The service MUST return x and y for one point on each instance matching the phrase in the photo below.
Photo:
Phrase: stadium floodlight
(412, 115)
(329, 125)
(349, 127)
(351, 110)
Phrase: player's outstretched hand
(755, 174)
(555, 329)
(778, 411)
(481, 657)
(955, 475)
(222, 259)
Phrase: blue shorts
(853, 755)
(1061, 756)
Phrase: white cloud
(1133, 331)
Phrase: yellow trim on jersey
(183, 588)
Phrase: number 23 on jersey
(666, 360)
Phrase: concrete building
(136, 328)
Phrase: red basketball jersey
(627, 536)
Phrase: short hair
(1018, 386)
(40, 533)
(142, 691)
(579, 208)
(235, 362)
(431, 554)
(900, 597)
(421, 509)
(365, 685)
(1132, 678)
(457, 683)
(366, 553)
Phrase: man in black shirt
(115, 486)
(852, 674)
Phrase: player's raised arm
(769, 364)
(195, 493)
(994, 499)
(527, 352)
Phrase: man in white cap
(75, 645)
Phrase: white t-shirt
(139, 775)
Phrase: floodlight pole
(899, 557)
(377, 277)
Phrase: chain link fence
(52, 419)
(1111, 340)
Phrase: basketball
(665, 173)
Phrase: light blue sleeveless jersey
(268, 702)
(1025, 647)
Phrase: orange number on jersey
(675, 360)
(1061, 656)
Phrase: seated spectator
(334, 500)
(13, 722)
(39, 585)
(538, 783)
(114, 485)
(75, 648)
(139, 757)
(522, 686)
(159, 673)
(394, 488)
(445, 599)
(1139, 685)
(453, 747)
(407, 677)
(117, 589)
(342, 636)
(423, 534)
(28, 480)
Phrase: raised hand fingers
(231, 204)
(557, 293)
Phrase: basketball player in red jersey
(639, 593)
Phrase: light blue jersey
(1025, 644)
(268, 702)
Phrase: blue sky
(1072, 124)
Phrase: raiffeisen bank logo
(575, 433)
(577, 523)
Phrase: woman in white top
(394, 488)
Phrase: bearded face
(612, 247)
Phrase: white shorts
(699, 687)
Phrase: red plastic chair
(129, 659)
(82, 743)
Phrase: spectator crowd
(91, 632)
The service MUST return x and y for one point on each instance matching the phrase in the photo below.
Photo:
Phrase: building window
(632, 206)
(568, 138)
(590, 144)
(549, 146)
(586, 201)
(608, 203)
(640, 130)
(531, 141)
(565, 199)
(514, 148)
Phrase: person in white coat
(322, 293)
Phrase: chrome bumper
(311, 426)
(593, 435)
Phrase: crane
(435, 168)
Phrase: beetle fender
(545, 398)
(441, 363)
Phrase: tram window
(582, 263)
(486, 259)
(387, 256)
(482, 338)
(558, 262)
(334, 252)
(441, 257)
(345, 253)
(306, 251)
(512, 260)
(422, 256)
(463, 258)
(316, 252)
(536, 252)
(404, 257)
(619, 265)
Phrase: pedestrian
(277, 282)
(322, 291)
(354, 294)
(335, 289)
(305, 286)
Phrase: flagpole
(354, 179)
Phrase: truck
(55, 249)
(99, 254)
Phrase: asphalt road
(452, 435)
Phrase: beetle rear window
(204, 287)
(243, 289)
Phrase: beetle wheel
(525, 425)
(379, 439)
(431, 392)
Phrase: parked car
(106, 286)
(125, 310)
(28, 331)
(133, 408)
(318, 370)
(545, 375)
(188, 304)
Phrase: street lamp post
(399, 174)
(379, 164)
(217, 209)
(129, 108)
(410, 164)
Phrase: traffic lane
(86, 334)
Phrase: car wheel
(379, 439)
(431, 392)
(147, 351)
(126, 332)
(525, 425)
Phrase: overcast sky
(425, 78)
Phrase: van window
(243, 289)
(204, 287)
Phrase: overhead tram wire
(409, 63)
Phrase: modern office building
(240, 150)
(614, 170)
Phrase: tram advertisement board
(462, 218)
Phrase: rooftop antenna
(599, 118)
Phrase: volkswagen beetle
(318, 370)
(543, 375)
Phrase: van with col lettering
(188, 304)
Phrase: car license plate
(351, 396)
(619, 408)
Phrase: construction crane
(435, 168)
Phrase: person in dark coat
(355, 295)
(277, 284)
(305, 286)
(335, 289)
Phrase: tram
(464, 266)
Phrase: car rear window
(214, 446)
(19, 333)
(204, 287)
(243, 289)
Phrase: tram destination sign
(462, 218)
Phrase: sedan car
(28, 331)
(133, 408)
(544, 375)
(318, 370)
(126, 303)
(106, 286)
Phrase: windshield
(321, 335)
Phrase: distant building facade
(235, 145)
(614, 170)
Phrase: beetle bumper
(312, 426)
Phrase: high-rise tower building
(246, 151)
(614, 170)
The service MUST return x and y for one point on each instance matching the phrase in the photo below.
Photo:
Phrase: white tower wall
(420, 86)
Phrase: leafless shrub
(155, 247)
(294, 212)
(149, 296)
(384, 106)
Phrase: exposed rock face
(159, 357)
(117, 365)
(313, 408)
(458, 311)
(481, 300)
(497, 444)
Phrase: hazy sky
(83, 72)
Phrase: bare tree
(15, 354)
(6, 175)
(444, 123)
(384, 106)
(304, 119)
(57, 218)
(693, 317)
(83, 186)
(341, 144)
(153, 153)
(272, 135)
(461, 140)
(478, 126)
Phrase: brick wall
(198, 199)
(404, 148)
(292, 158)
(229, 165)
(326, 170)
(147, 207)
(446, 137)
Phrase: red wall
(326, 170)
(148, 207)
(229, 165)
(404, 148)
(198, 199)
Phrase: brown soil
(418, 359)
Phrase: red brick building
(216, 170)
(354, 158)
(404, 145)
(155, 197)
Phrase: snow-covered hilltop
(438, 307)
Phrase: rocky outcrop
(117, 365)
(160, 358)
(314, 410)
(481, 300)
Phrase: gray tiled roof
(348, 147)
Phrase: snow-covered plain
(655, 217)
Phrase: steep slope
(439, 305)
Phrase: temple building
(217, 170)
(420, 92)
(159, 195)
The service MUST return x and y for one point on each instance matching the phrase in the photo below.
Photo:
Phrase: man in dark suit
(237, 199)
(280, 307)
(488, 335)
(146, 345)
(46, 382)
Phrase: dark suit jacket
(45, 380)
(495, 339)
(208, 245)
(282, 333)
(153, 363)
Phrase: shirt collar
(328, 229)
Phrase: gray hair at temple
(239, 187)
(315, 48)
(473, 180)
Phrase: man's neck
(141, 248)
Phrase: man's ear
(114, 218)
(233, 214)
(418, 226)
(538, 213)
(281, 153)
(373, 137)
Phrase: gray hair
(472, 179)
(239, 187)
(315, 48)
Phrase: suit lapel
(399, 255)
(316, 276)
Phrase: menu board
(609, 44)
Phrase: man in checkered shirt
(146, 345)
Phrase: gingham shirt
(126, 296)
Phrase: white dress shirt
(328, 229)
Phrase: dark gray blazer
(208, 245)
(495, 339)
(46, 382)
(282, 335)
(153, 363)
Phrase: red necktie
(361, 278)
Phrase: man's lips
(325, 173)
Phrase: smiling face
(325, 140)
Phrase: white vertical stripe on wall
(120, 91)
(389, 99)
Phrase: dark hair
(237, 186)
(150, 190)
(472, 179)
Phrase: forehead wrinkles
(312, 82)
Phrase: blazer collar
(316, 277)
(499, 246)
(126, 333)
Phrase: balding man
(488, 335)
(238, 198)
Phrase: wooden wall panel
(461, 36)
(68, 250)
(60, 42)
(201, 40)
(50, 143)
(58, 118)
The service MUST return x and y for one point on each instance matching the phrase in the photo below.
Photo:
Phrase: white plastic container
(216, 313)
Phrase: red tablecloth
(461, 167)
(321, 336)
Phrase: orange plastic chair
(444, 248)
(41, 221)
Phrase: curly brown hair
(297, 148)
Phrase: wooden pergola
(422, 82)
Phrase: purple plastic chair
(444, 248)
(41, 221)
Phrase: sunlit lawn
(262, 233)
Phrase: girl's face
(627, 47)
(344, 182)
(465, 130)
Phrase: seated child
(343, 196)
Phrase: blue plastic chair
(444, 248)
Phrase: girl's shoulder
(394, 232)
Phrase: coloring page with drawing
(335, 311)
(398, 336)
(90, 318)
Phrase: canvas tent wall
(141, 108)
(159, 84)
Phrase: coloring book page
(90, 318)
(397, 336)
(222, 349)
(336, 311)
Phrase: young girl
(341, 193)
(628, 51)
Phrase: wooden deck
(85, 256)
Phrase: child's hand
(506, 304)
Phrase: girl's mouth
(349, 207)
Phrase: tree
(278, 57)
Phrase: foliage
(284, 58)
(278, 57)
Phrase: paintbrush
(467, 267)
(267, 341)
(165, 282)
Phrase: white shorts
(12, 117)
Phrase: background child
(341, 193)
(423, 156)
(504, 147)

##########

Given problem:
Using the material above, extract the line that contains "Phrase: menu board" and every line after it, exactly as given; stop at the last line.

Result of this exercise:
Phrase: menu board
(609, 44)
Phrase: man in checkered shirt
(146, 345)
Phrase: gingham shirt
(126, 296)
Phrase: white dress shirt
(328, 229)
Phrase: dark gray blazer
(208, 245)
(495, 339)
(46, 382)
(282, 335)
(153, 363)
Phrase: red necktie
(361, 278)
Phrase: man's lips
(325, 173)
Phrase: smiling face
(325, 140)
Phrase: white vertical stripe on wall
(120, 91)
(389, 99)
Phrase: dark hair
(237, 186)
(150, 190)
(472, 179)
Phrase: forehead wrinkles
(312, 82)
Phrase: blazer collar
(316, 277)
(499, 246)
(126, 333)
Phrase: balding man
(488, 335)
(238, 198)
Phrase: wooden wall panel
(461, 36)
(68, 250)
(60, 42)
(201, 40)
(50, 143)
(58, 118)
The service MUST return x and y for one point on each instance matching the phrase in the photo below.
Photo:
Phrase: white plastic container
(216, 313)
Phrase: red tablecloth
(461, 167)
(321, 336)
Phrase: orange plastic chair
(444, 248)
(41, 221)
Phrase: curly brown hair
(297, 148)
Phrase: wooden pergola
(422, 82)
Phrase: purple plastic chair
(444, 248)
(41, 221)
Phrase: sunlit lawn
(262, 233)
Phrase: girl's face
(627, 47)
(344, 182)
(465, 130)
Phrase: seated child
(343, 196)
Phrase: blue plastic chair
(444, 248)
Phrase: girl's shoulder
(394, 232)
Phrase: coloring page with drawing
(335, 311)
(398, 336)
(90, 318)
Phrase: canvas tent wall
(141, 108)
(159, 84)
Phrase: coloring book page
(90, 318)
(397, 336)
(222, 349)
(336, 311)
Phrase: young girl
(341, 193)
(628, 51)
Phrase: wooden deck
(85, 256)
Phrase: child's hand
(506, 304)
Phrase: girl's mouth
(349, 207)
Phrase: tree
(278, 57)
Phrase: foliage
(284, 58)
(278, 57)
Phrase: paintbrush
(467, 267)
(267, 341)
(165, 282)
Phrase: white shorts
(12, 117)
Phrase: background child
(341, 193)
(423, 156)
(504, 147)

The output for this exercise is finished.